BRIEF → Begin at the line containing "Could you please identify the creased" and copy each line exactly through the end of the records, leaving out what comes before.

=== INPUT FOR THIS TASK ===

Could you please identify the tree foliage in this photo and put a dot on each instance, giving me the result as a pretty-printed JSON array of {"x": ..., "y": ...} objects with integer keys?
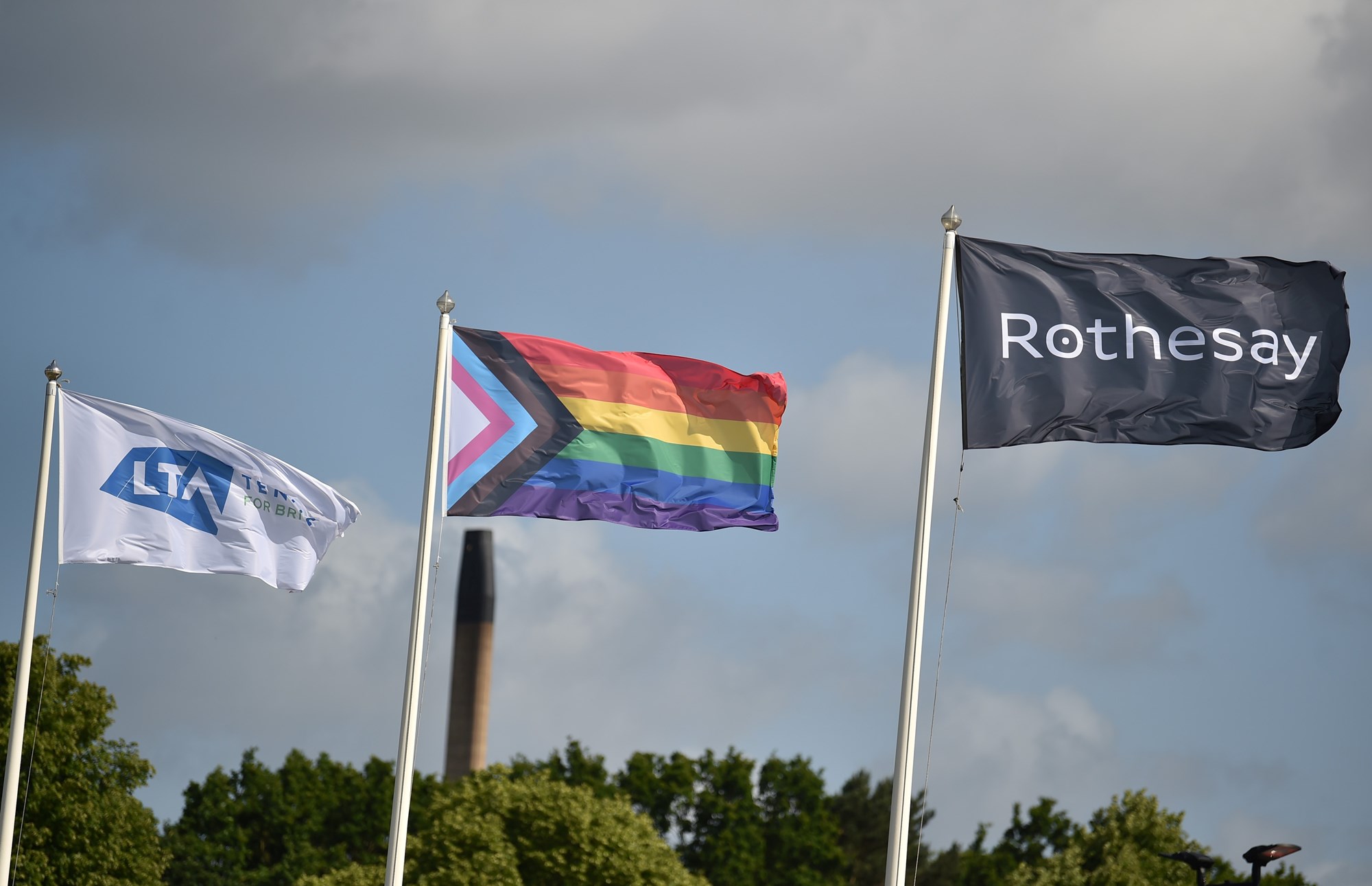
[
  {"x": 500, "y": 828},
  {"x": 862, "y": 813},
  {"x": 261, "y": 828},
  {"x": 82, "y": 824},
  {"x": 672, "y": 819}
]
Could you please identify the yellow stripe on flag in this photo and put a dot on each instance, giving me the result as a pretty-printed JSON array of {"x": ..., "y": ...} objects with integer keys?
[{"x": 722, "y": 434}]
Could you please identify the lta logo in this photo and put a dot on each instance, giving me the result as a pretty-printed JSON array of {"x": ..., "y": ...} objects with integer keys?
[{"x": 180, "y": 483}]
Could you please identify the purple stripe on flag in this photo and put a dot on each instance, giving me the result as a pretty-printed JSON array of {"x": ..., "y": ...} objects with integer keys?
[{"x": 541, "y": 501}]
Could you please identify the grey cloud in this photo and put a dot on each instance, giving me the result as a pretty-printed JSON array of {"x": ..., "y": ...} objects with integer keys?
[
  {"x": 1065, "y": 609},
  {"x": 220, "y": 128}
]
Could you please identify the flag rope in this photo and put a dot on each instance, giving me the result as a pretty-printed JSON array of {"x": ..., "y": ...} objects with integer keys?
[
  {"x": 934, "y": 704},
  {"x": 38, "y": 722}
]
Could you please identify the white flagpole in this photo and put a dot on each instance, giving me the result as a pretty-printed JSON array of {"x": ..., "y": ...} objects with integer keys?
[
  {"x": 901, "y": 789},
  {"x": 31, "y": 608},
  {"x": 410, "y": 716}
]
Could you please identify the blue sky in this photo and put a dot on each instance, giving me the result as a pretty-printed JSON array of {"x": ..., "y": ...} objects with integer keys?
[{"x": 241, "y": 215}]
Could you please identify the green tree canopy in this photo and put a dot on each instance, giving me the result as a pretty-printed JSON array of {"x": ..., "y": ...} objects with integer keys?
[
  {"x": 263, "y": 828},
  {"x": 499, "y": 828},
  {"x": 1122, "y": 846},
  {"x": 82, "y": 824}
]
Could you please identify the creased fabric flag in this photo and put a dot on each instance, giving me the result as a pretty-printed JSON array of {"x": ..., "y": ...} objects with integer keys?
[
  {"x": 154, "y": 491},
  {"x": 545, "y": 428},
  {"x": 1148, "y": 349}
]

===

SOLUTION TO THE PROBLEM →
Could you please identify the creased fabric flag in this photo and put a dot on each instance, giving me the result as a pretty-printed JSON array of {"x": ..., "y": ...} objects with integer keys?
[
  {"x": 154, "y": 491},
  {"x": 545, "y": 428},
  {"x": 1148, "y": 349}
]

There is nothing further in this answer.